* GIVEN TASK:
Please list the lines from the start of the records up to and including the line containing "Return the outline of every instance of the '2024'" as a numbered list, leaving out blank lines.

[START OF INFORMATION GIVEN]

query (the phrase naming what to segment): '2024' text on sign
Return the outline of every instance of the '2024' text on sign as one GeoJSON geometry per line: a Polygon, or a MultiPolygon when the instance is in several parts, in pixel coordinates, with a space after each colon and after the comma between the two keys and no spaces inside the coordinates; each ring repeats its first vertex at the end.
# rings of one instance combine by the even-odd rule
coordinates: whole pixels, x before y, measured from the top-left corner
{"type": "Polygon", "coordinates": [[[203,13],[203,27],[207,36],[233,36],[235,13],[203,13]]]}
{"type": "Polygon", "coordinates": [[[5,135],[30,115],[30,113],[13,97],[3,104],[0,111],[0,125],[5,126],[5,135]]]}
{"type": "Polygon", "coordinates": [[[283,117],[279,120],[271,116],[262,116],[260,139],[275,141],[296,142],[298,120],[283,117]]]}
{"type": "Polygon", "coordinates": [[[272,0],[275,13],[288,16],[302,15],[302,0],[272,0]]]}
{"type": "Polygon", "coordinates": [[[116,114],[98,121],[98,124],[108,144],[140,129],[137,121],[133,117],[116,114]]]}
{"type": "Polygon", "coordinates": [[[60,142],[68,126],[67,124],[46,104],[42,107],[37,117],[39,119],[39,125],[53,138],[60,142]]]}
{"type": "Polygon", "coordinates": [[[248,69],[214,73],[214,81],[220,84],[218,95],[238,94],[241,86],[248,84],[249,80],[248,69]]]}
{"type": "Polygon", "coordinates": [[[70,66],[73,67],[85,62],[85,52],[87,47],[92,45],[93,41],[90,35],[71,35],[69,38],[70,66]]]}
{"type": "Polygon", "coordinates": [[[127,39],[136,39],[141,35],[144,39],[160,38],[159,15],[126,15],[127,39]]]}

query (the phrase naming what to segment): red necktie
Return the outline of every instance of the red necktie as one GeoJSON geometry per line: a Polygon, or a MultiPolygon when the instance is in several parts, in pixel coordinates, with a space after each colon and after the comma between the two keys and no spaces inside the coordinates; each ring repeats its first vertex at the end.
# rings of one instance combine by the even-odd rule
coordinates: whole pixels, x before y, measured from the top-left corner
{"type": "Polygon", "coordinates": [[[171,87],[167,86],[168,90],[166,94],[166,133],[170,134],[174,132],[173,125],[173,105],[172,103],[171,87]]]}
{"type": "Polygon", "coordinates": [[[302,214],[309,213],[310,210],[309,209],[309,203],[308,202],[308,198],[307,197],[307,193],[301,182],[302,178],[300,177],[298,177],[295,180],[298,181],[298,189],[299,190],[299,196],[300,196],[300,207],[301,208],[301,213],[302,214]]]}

[END OF INFORMATION GIVEN]

* THE RESULT:
1. query (the phrase naming what to segment): '2024' text on sign
2. Return the outline of every instance of the '2024' text on sign as one GeoJSON geometry per line: a Polygon, or a MultiPolygon when the instance is in several parts, in pixel coordinates, with a space after each colon and after the comma between the two keys and no spaces inside the coordinates; each ring repeats its first vertex at the end.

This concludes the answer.